(Provided data)

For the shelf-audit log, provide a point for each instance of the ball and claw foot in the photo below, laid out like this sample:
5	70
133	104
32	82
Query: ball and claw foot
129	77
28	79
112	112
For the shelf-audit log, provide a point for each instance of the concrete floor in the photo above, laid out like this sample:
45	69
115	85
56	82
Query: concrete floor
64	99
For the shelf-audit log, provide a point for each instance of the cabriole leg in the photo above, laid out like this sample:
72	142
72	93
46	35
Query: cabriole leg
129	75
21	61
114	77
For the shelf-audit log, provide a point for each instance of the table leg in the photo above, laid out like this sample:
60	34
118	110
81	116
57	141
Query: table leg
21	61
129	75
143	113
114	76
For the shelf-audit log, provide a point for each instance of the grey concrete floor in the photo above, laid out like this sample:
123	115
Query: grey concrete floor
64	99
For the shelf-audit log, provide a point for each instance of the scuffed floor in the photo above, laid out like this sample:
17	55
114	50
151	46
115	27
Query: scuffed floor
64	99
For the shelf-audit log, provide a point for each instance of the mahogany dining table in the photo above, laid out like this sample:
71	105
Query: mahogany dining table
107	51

(Task requirements) Reproduce each line, exactly as it appears, from the one that contains "of the grey" through the last line of the records. Add no other lines.

(Problem solution)
For the shelf-audit log, provide a point for each instance of the grey concrete floor in the photo above, laid out like this sample:
123	115
Query: grey concrete floor
64	99
For the shelf-audit log, provide a point for each instance of the scuffed floor in the photo above, laid out like this sample:
17	55
114	50
151	46
115	27
Query: scuffed floor
64	99
For the shelf-audit log, provide a point for each instance of the mahogany dining table in the photo above, laid out like this sample:
71	105
Query: mahogany dining table
107	51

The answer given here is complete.